-------- Recorded data
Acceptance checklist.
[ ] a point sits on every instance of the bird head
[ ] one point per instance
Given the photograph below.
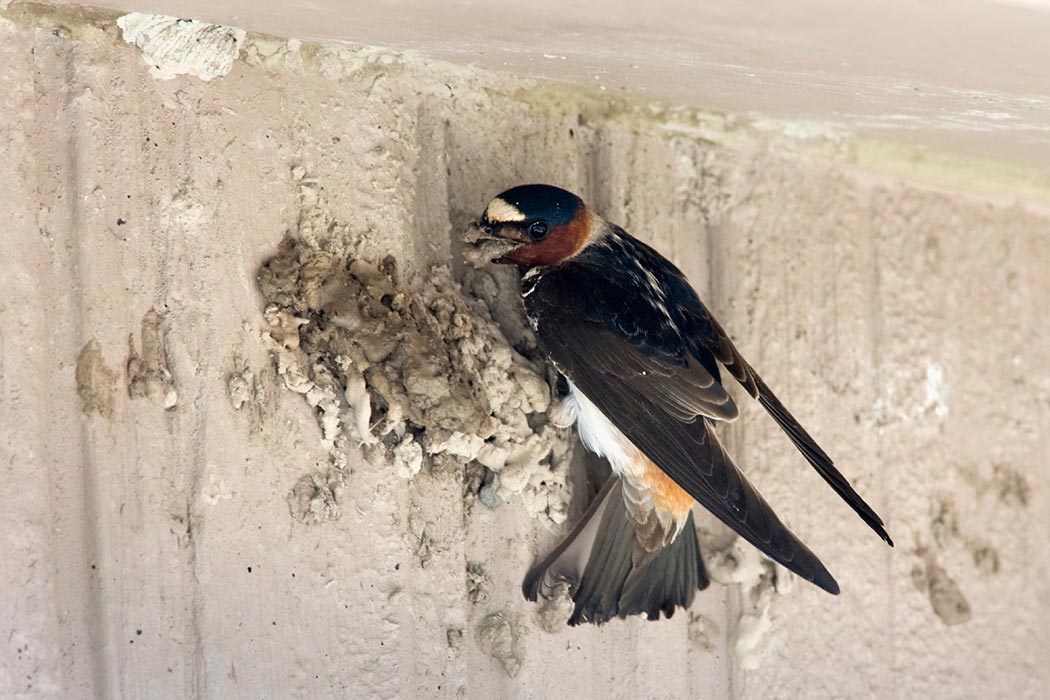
(541, 225)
----------------
■ What is being asked
Copy every line of the records above word for word, leaving out the pictures.

■ Output of the task
Acceptance checklist.
[ ] a point sits on every instance of the bird head
[ ] one point per instance
Given the photograph below.
(541, 225)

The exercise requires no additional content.